Two health-related issues dominated the news in Switzerland this week: fears about the effect of depleted uranium weapons on soldiers who served in the Balkans, and the revelation that tobacco companies had undermined Swiss anti-smoking efforts.This content was published on January 13, 2001 - 17:37
After initially playing down the possibility that Swiss troops could have fallen ill as a result of their deployment in Bosnia-Herzegovina or Kosovo, the army was forced to act on Sunday.
The revelation that one soldier had died of leukaemia in 1998 after spending time in Bosnia prompted the army to offer medical tests to the 900 troops concerned.
It also opened a hotline, which was flooded with calls in the first two days, for troops who brought back souvenirs of ammunition from their tours of duty.
Swiss farmers vented their anger at the planned reduction of prices paid to producers by Coop, one the country's major retailers.
Hundreds protested outside three distribution centres near Zurich, Bern and St Gallen on Monday, followed by smaller demonstrations in French-speaking parts of the country throughout the week.
The protests followed one in December near Fribourg, although the farmers did not blockade distribution centres this time round. Coop had already agreed to meet the farmers' representatives on January 27 to discuss the pricing.

※ ※ ※

**Required work**
A – According to the news summary, to how many troops did the army offer medical tests?
B – Copy the part of the news summary from "Two health-related issues" to "tours of duty." word for word.
C – Translate this sentence from the news summary into Spanish: "Hundreds protested outside three distribution centres near Zurich, Bern and St Gallen on Monday, followed by smaller demonstrations in French-speaking parts of the country throughout the week."
The items come from a separate source, not from the news summary.

※ ※ ※

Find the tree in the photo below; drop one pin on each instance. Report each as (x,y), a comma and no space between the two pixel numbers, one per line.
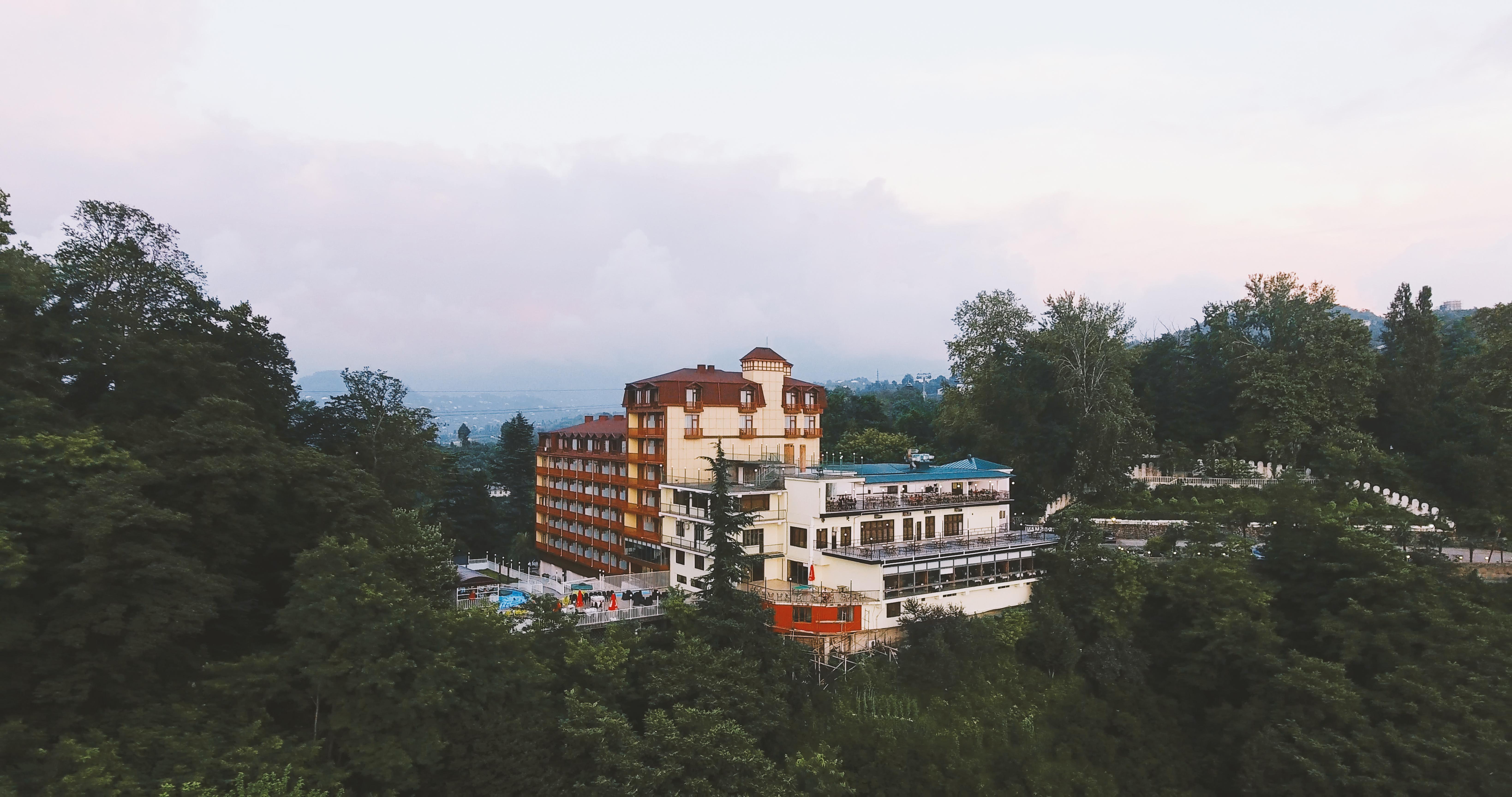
(515,470)
(1306,374)
(875,447)
(1088,345)
(373,427)
(1005,406)
(1411,353)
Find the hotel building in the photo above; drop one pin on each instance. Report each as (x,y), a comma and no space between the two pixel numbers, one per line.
(835,548)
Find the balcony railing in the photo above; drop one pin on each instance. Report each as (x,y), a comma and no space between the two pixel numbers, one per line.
(908,501)
(758,516)
(974,541)
(799,593)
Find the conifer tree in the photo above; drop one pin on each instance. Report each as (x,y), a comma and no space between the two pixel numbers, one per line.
(515,470)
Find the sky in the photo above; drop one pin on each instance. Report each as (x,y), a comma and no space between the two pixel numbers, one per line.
(551,196)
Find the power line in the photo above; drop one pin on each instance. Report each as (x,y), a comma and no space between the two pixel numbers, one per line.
(512,391)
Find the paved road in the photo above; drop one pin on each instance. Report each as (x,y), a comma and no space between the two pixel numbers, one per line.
(1460,554)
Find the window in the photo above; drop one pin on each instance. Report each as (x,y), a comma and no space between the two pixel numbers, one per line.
(876,532)
(757,504)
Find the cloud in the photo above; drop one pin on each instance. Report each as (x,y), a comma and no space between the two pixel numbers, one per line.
(571,211)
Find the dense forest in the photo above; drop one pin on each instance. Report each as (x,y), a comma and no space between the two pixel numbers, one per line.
(209,587)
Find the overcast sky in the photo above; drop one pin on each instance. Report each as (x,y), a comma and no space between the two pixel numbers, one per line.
(580,194)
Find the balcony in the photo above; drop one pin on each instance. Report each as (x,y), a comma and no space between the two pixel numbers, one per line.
(973,542)
(782,592)
(758,516)
(909,501)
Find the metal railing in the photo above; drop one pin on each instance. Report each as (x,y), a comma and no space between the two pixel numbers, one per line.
(634,613)
(832,597)
(908,501)
(760,516)
(958,544)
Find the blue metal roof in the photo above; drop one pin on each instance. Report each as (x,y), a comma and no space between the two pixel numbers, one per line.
(973,463)
(937,474)
(897,473)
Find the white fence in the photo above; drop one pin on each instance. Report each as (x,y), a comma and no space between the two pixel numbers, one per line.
(1398,500)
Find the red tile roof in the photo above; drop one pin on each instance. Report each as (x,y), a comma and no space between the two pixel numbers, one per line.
(763,353)
(598,426)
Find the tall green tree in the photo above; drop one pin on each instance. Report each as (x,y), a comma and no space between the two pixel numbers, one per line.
(374,429)
(1306,376)
(513,463)
(1088,345)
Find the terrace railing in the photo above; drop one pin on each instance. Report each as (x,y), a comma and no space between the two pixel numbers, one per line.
(831,597)
(941,547)
(906,501)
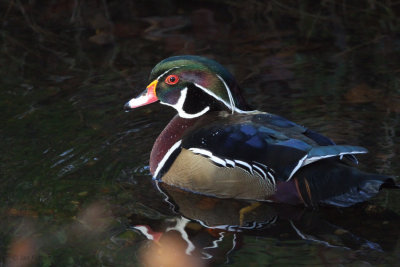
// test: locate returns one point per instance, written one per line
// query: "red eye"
(172, 79)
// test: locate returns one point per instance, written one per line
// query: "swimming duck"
(216, 145)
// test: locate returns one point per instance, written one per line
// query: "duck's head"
(192, 85)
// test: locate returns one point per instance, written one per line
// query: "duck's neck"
(171, 134)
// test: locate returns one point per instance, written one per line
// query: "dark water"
(75, 184)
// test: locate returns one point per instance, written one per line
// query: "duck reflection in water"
(212, 229)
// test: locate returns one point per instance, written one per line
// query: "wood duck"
(216, 145)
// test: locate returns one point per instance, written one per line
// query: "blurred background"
(75, 188)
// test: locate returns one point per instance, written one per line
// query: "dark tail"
(334, 183)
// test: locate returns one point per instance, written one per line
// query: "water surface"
(75, 183)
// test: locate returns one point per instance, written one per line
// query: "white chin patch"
(179, 107)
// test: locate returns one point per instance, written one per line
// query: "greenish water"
(75, 185)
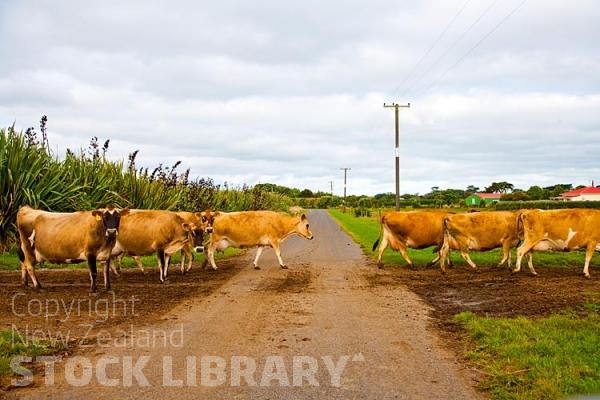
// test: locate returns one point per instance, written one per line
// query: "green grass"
(366, 230)
(546, 358)
(521, 358)
(12, 346)
(9, 261)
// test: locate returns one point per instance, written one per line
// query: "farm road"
(323, 305)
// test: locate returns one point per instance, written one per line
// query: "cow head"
(207, 218)
(302, 227)
(195, 236)
(111, 218)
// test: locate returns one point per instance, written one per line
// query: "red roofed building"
(588, 193)
(482, 199)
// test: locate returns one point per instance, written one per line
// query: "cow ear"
(98, 215)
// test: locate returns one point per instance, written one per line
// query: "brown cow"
(145, 232)
(254, 229)
(414, 229)
(562, 230)
(483, 231)
(67, 238)
(200, 220)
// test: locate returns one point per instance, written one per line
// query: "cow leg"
(505, 254)
(465, 255)
(443, 253)
(24, 280)
(589, 252)
(138, 262)
(521, 252)
(167, 263)
(382, 246)
(278, 252)
(161, 266)
(190, 256)
(30, 270)
(115, 268)
(93, 274)
(106, 272)
(210, 257)
(403, 251)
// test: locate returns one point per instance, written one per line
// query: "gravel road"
(277, 334)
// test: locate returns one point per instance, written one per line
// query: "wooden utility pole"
(396, 107)
(345, 173)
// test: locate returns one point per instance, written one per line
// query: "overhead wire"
(424, 89)
(460, 38)
(440, 36)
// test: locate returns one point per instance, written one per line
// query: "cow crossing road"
(277, 334)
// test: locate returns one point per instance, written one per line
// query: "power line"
(465, 55)
(461, 37)
(414, 68)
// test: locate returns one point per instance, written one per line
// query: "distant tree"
(472, 189)
(515, 196)
(500, 187)
(306, 193)
(538, 193)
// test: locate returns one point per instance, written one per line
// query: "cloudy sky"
(290, 92)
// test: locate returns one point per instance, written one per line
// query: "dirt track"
(331, 302)
(327, 306)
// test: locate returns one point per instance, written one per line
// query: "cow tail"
(20, 252)
(520, 228)
(380, 232)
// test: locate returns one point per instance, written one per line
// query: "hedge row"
(545, 205)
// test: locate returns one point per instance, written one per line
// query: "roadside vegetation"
(522, 358)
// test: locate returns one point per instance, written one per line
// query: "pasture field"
(523, 337)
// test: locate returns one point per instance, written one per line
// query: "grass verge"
(546, 358)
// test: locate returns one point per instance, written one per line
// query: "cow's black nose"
(112, 232)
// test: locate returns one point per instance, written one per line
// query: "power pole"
(345, 172)
(396, 107)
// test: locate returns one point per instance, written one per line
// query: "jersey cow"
(414, 229)
(481, 231)
(67, 238)
(562, 230)
(254, 229)
(144, 232)
(199, 223)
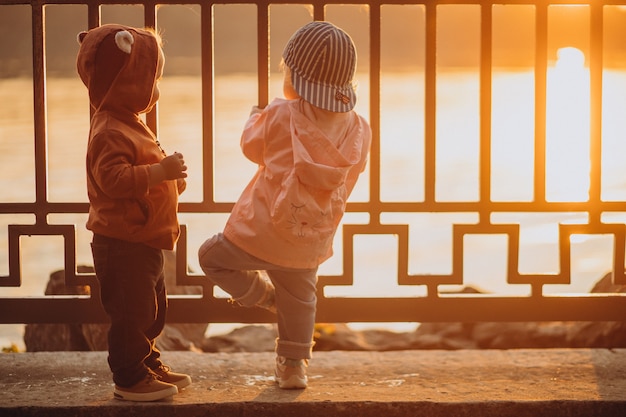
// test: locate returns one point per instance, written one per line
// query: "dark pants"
(133, 294)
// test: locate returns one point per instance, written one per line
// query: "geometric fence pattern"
(433, 304)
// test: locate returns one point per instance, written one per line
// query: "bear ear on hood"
(81, 37)
(124, 40)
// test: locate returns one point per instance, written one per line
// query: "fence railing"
(487, 204)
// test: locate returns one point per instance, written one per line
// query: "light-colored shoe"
(165, 374)
(148, 389)
(291, 373)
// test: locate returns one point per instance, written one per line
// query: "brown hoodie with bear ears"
(121, 147)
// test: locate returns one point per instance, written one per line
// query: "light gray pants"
(239, 274)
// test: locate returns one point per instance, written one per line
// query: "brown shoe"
(148, 389)
(165, 374)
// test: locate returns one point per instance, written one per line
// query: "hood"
(119, 73)
(318, 163)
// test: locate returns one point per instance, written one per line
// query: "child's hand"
(181, 184)
(174, 166)
(255, 110)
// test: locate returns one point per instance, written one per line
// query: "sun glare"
(567, 130)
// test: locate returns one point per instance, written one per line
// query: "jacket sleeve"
(253, 137)
(111, 161)
(356, 170)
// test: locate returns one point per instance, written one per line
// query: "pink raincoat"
(289, 212)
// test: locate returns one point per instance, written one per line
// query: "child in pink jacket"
(310, 149)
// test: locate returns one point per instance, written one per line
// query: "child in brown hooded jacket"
(133, 192)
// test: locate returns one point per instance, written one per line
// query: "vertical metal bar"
(93, 15)
(263, 52)
(541, 67)
(319, 11)
(40, 111)
(150, 20)
(430, 105)
(206, 51)
(595, 134)
(485, 109)
(374, 63)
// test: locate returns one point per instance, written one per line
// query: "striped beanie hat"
(322, 61)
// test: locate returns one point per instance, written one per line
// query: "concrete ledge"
(559, 382)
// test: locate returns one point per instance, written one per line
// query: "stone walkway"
(555, 382)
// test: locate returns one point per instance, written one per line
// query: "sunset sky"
(402, 32)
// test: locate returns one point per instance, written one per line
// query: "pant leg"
(296, 302)
(153, 360)
(130, 277)
(233, 270)
(239, 274)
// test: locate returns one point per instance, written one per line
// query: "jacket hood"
(318, 162)
(118, 65)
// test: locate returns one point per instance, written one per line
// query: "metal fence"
(384, 214)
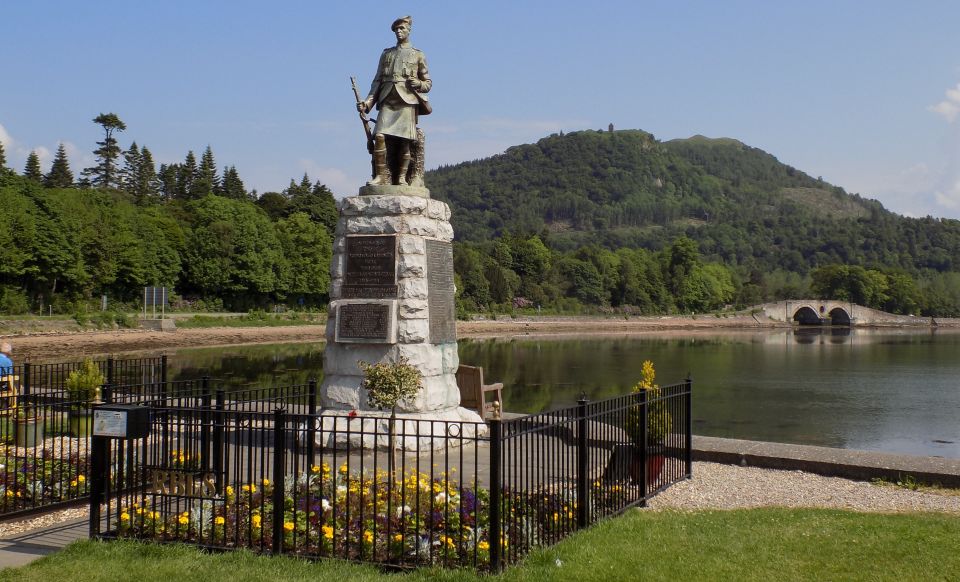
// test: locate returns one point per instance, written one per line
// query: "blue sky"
(864, 94)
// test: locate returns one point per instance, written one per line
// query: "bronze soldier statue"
(399, 93)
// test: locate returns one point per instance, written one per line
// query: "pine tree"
(233, 185)
(148, 184)
(32, 169)
(131, 165)
(186, 176)
(167, 176)
(207, 180)
(104, 174)
(60, 175)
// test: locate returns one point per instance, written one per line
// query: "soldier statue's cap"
(408, 20)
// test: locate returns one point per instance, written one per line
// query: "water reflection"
(893, 390)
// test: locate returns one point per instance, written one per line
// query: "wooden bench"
(476, 395)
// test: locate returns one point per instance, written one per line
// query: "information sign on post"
(153, 296)
(121, 421)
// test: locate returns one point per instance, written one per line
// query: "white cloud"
(5, 138)
(338, 181)
(949, 108)
(950, 198)
(46, 158)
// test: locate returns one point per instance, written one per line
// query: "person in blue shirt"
(6, 362)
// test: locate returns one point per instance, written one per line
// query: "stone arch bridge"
(831, 312)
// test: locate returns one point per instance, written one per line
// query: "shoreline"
(74, 345)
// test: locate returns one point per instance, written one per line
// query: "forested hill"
(741, 205)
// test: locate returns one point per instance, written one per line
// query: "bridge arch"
(807, 315)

※ ※ ※

**Task-by-task outputs**
A – 900 troops.

B –
Two health-related issues dominated the news in Switzerland this week: fears about the effect of depleted uranium weapons on soldiers who served in the Balkans, and the revelation that tobacco companies had undermined Swiss anti-smoking efforts.This content was published on January 13, 2001 - 17:37
After initially playing down the possibility that Swiss troops could have fallen ill as a result of their deployment in Bosnia-Herzegovina or Kosovo, the army was forced to act on Sunday.
The revelation that one soldier had died of leukaemia in 1998 after spending time in Bosnia prompted the army to offer medical tests to the 900 troops concerned.
It also opened a hotline, which was flooded with calls in the first two days, for troops who brought back souvenirs of ammunition from their tours of duty.

C – Cientos de personas protestaron el lunes frente a tres centros de distribución cerca de Zúrich, Berna y San Galo, a lo que siguieron manifestaciones más pequeñas en zonas francófonas del país a lo largo de la semana.